# start of Records provided

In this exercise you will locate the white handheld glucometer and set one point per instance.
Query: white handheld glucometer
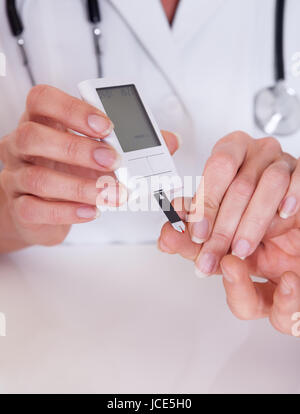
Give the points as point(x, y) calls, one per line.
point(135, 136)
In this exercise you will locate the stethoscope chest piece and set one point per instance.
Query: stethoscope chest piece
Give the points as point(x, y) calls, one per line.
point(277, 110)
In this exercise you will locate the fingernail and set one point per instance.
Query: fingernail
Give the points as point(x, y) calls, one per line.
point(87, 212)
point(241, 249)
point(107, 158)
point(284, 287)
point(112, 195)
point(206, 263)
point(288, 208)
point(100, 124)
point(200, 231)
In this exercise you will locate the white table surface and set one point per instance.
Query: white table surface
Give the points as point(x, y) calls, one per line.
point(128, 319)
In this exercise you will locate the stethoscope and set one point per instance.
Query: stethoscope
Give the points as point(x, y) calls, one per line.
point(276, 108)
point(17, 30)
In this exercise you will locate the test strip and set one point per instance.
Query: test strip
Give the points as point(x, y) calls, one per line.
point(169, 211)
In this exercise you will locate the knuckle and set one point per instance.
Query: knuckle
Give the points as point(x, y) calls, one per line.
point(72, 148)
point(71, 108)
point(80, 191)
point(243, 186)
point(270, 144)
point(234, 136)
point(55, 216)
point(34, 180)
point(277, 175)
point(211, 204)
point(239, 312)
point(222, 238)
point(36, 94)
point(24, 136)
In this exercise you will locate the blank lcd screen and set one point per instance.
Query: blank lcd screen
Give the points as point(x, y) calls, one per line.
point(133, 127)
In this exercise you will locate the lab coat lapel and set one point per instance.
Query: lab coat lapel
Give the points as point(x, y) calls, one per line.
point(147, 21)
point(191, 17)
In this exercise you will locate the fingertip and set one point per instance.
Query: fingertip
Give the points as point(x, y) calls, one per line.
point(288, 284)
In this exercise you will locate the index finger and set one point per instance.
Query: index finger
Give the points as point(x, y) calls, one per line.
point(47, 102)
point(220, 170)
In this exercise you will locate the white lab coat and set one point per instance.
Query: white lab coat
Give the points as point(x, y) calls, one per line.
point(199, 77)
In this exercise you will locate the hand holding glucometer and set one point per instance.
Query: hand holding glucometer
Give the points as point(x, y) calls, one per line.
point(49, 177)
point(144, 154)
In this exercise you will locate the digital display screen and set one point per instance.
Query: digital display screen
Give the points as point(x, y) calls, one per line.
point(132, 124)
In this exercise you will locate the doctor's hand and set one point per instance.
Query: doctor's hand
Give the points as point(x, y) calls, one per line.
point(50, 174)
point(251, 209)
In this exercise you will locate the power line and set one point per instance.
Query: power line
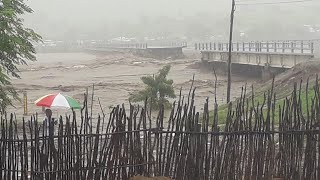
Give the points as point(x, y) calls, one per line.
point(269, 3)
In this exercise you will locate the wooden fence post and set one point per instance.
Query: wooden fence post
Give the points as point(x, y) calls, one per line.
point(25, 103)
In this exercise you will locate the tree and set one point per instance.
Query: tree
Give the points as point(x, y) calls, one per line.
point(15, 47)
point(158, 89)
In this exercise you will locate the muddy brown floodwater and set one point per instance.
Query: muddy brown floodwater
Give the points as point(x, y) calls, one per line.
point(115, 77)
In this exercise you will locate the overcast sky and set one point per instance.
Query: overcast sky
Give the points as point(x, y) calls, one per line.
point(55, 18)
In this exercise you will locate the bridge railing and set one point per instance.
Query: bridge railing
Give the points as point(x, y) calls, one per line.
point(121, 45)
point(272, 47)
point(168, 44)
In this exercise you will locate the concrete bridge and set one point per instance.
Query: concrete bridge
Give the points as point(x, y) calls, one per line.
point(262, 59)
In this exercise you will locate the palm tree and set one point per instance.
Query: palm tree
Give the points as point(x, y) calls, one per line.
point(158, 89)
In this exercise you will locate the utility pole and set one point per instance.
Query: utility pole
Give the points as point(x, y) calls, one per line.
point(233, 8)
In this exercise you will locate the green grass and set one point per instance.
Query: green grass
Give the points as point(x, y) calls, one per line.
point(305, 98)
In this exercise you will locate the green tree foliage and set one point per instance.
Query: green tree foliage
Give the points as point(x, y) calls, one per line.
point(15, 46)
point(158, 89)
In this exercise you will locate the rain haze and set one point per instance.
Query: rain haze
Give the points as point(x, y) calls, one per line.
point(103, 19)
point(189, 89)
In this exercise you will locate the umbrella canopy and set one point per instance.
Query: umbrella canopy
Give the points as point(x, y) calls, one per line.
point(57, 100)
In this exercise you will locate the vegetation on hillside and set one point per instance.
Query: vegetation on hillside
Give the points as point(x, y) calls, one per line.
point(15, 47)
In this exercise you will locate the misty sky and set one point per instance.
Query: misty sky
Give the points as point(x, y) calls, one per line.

# end of Records provided

= The request =
Write out verbatim the stretch of lines from the beginning of the records through the line that contains "point(133, 127)", and omit the pictures from your answer.

= In response =
In this exercise you will locate the white handheld glucometer and set one point per instance.
Query: white handheld glucometer
Give the points as point(x, y) calls, one per line.
point(135, 136)
In this exercise you will locate the stethoscope chest piece and set one point per instance.
Query: stethoscope chest piece
Give the points as point(x, y) calls, one per line.
point(277, 110)
In this exercise you will locate the fingernail and set one point per instance.
Query: fingernail
Give the points as point(x, y) calls, one per line.
point(87, 212)
point(241, 249)
point(107, 158)
point(284, 287)
point(112, 195)
point(206, 263)
point(288, 208)
point(100, 124)
point(200, 231)
In this exercise you will locate the white table surface and set one point per instance.
Query: white table surface
Give the points as point(x, y) calls, one per line.
point(128, 319)
In this exercise you will locate the stethoscope and set one point per instance.
Query: stethoscope
Give the points as point(x, y) calls, one per line.
point(276, 108)
point(17, 30)
In this exercise you will locate the test strip and set one point per instance.
Query: test strip
Give the points as point(x, y) calls, one per line.
point(169, 211)
In this exercise you will locate the knuckle and set one point per instance.
Query: knuckle
Give the points as point(x, y) calls, one per line.
point(72, 148)
point(71, 108)
point(80, 191)
point(243, 186)
point(270, 144)
point(234, 136)
point(55, 216)
point(34, 180)
point(277, 175)
point(211, 204)
point(239, 312)
point(222, 238)
point(36, 94)
point(24, 136)
In this exercise you will locate the blank lcd screen and set one point per instance.
Query: blank lcd screen
Give the points as point(x, y) calls, one per line.
point(133, 127)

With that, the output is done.